**WORK ITEM**
Set down all the data again. Change nothing.

**RECORDS SHOWN**

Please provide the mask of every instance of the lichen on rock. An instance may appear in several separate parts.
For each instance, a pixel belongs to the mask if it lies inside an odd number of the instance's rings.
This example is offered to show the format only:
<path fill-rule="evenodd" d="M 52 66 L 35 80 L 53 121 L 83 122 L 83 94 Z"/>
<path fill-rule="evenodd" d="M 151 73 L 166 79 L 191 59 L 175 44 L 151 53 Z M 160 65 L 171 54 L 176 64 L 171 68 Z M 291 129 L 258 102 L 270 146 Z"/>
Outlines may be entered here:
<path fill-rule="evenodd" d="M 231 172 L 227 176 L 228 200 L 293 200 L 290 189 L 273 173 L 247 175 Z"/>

**ANSWER AREA**
Please provide the mask of every instance of the lichen on rock. An instance may appear in several separate parts.
For each instance, a pixel belongs to the mask if it lies inside an odd number of the instance's rings.
This example is offered to show the format only:
<path fill-rule="evenodd" d="M 52 66 L 35 80 L 53 121 L 83 122 L 83 94 Z"/>
<path fill-rule="evenodd" d="M 151 73 L 166 79 L 191 59 L 175 44 L 151 53 Z M 160 65 L 171 54 L 176 64 L 171 68 Z M 291 129 L 258 102 L 270 146 Z"/>
Outlines may be entered here:
<path fill-rule="evenodd" d="M 231 172 L 227 176 L 228 200 L 293 200 L 290 189 L 273 173 L 247 175 Z"/>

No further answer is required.